── Exercise data

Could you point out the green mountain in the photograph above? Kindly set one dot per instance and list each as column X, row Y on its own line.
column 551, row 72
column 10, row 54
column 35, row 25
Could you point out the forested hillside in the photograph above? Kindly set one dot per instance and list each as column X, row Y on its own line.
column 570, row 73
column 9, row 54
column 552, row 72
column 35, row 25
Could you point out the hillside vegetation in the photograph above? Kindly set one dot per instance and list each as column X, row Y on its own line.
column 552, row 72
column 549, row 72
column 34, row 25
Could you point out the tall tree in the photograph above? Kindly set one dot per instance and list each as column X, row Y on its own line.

────

Work to complete - Transcribe the material in full, exactly as it is given.

Response area -
Could you point out the green mountain in the photograph above? Kindly set one dot per instance and list each as column X, row Y on its own line.
column 551, row 72
column 10, row 54
column 35, row 25
Could you point out the forested hillside in the photograph above? Kindly set one dot per instance and list each as column X, row Y on its own line.
column 570, row 73
column 9, row 54
column 552, row 72
column 35, row 25
Could you point out the hillside vegetation in the photograph above? Kindly set one dot per instance and list each as column X, row Y on its own line.
column 552, row 72
column 549, row 72
column 34, row 25
Could you point out the tall tree in the photograph above? Kindly set one dot per instance and list each as column X, row Y on its own line.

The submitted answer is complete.